Input –
-=-=-=-=-

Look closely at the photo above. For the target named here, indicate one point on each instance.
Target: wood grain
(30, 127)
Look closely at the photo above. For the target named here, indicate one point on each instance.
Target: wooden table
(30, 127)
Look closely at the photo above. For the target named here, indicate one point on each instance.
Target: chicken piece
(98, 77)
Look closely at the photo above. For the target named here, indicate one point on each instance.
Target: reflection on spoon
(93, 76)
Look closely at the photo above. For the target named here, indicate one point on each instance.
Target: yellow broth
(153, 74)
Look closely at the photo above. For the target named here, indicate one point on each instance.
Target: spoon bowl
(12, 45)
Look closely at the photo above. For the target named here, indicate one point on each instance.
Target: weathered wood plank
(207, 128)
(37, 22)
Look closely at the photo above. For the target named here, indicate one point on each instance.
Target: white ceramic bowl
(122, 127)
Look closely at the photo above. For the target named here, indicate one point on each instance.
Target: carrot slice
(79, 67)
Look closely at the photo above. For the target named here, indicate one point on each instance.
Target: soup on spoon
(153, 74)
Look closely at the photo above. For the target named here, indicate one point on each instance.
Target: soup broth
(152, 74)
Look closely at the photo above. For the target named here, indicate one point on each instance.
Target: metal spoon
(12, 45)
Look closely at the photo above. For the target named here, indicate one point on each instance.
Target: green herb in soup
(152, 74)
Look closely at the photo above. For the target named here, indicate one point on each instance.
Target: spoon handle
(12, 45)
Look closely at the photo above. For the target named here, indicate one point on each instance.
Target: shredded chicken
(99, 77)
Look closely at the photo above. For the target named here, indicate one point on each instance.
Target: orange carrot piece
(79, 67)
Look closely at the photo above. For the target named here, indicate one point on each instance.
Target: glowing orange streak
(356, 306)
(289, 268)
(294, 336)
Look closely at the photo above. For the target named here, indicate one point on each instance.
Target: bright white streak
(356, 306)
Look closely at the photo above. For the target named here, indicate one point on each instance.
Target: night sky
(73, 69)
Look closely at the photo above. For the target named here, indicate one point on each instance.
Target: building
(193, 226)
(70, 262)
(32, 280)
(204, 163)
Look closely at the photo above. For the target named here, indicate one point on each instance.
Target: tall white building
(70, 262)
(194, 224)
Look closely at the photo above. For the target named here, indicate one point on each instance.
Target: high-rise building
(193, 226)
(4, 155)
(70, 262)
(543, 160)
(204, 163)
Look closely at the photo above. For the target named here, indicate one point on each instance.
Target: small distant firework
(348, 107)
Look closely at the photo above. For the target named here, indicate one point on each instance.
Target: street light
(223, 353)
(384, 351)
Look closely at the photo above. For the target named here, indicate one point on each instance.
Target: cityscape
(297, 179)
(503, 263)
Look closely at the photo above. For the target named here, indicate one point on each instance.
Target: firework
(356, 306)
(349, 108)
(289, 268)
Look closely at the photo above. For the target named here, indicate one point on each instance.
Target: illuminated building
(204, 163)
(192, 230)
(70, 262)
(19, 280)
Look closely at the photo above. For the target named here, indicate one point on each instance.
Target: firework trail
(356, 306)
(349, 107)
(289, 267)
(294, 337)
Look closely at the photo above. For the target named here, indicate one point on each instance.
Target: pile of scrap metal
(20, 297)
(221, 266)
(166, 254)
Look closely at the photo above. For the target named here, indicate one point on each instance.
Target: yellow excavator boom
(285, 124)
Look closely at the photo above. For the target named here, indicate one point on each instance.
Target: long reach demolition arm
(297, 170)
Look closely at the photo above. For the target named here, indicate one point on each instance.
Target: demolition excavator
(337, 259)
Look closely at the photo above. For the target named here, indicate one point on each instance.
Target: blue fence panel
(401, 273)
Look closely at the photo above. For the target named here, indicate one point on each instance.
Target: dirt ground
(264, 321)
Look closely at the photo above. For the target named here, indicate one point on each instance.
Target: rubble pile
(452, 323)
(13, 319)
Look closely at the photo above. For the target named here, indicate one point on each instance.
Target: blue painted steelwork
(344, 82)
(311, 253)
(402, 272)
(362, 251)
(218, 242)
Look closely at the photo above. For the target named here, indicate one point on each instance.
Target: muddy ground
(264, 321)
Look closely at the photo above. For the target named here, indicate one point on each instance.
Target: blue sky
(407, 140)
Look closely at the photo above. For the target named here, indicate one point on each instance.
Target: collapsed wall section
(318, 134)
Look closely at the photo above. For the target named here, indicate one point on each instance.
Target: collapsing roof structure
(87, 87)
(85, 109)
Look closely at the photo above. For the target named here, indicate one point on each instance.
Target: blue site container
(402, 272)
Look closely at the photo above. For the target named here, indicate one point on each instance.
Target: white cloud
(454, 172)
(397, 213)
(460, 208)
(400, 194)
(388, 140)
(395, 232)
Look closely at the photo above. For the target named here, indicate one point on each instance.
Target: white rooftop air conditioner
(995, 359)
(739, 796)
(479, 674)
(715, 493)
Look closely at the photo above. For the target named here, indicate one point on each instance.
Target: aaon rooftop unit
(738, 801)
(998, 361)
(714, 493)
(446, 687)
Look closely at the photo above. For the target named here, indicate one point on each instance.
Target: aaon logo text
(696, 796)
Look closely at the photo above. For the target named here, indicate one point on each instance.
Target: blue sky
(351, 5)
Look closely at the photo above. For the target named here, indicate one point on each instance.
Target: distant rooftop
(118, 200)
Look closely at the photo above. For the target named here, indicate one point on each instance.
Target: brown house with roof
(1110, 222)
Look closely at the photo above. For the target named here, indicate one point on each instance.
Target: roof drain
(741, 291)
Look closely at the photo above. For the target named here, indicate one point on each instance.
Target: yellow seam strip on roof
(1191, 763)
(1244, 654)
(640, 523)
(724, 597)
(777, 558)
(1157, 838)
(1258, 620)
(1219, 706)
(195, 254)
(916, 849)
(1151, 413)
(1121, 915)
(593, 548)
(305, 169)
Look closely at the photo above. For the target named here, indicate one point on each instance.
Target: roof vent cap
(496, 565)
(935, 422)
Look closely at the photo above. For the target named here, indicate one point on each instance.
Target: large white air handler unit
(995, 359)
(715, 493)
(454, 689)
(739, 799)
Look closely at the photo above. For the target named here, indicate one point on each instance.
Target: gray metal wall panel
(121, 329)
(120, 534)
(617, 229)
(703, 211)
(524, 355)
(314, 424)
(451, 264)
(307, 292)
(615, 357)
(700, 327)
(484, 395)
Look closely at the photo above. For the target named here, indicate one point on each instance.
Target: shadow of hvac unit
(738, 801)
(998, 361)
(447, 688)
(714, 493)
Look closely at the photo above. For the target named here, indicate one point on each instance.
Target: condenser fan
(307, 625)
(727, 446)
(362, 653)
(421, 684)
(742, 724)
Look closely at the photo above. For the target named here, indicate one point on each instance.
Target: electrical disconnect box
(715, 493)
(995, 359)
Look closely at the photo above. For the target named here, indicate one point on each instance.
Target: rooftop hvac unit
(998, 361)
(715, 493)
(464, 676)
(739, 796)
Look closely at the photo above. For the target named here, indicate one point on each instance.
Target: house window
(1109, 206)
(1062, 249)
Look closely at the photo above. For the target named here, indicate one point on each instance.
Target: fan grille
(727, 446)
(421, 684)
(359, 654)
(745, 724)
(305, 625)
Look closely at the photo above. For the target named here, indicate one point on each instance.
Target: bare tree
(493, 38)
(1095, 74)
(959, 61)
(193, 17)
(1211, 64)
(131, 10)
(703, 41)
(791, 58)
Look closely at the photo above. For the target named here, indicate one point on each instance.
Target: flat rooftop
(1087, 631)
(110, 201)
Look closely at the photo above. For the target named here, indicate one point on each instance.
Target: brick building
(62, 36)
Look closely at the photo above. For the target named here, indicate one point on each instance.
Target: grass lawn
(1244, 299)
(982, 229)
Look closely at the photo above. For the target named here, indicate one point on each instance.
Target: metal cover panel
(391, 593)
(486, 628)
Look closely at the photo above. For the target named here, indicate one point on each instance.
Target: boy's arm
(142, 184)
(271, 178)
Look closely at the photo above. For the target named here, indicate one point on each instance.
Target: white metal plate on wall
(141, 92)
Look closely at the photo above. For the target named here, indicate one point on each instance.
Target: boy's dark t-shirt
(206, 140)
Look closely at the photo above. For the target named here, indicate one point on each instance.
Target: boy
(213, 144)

-=-=-=-=-

What you need to do – Show every line of the records above that contains the string "pile".

Reply to the task –
Target: pile of scrap metal
Target: rubble pile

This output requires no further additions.